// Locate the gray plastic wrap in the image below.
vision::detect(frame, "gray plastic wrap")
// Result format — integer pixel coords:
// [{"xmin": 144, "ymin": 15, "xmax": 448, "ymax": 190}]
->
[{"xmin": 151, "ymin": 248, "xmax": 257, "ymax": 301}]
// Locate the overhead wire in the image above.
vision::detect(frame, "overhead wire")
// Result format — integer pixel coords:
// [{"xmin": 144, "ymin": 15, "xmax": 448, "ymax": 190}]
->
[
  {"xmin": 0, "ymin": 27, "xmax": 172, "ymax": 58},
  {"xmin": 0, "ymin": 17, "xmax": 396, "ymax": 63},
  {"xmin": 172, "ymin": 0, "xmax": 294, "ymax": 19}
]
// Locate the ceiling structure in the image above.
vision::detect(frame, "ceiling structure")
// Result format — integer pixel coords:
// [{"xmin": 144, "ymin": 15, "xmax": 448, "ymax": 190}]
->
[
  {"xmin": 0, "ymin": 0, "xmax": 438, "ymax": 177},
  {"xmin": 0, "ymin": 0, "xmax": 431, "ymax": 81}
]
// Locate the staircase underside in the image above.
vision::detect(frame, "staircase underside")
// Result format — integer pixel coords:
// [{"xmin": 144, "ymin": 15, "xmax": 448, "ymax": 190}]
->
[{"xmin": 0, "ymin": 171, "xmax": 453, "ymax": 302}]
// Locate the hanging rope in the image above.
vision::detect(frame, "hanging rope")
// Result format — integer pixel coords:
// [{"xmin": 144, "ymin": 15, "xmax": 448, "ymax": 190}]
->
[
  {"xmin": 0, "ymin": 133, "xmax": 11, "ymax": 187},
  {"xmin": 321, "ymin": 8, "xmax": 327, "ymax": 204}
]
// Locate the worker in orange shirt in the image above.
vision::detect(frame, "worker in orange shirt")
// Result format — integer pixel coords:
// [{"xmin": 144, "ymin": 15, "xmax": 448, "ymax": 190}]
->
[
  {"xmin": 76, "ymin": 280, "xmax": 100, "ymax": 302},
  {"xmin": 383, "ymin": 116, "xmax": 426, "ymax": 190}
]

########################################

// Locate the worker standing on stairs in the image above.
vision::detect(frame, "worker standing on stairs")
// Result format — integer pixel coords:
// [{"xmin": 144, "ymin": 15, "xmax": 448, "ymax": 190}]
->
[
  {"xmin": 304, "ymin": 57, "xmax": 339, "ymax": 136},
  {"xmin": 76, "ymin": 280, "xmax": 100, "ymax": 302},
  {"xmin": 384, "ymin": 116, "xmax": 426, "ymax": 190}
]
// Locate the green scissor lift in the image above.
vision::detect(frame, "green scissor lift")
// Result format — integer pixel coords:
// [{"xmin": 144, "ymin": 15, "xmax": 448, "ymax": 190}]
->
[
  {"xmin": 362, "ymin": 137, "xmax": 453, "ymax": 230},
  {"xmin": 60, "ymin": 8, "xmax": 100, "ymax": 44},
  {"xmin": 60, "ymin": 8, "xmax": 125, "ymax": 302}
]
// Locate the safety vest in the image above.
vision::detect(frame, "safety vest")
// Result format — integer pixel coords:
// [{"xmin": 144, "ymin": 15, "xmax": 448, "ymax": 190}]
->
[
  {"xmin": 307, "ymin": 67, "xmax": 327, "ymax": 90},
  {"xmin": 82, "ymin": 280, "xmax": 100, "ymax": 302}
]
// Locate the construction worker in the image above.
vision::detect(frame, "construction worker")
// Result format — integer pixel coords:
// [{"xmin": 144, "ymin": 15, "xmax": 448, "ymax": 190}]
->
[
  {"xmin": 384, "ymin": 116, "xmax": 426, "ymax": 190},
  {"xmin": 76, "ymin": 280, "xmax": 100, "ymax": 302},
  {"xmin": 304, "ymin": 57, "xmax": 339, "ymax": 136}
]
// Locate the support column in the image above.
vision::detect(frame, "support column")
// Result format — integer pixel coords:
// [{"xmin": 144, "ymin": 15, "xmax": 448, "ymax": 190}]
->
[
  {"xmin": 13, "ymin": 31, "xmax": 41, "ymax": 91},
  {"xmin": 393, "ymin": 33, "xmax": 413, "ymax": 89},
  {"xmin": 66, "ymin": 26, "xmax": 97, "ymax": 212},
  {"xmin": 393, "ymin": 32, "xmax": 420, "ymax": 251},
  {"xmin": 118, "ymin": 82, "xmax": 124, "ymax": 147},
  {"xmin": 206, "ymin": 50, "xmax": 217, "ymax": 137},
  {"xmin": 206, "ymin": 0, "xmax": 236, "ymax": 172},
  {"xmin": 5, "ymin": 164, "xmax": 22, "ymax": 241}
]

########################################

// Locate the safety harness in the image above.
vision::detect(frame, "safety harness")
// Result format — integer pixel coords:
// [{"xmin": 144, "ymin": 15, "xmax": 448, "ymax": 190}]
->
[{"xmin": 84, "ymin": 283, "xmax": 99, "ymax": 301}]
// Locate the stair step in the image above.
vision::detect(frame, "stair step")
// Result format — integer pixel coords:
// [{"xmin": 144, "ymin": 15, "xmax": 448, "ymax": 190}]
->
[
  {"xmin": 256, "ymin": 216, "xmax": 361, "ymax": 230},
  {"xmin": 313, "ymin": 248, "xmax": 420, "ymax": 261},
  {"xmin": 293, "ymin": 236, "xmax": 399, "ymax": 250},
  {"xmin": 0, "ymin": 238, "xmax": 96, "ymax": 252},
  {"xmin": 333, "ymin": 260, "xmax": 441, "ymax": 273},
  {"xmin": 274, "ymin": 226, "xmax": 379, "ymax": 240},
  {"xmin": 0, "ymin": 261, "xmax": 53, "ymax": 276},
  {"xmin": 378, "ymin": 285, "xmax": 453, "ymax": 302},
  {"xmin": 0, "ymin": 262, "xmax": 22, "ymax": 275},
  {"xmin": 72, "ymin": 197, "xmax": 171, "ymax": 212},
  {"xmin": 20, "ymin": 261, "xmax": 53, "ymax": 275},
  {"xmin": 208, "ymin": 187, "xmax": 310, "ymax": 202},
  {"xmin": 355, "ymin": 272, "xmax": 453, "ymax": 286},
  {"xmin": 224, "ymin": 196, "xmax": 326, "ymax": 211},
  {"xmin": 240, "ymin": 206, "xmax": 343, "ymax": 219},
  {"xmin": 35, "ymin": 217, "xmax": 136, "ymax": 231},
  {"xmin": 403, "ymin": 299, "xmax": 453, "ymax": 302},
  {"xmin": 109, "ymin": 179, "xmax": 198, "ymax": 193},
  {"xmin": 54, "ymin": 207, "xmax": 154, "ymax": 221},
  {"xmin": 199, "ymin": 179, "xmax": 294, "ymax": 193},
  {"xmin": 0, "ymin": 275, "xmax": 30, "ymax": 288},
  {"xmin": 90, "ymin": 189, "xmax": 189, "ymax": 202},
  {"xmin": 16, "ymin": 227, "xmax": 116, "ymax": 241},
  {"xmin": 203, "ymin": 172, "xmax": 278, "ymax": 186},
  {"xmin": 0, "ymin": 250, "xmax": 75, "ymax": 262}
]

########################################

■ **ЗАДАНИЕ**:
Извлеките из записей выше все строки, в которых встречается слово «plastic». Регистр букв учитывается.

■ **РЕЗУЛЬТАТ**:
// Locate the gray plastic wrap in the image below.
vision::detect(frame, "gray plastic wrap")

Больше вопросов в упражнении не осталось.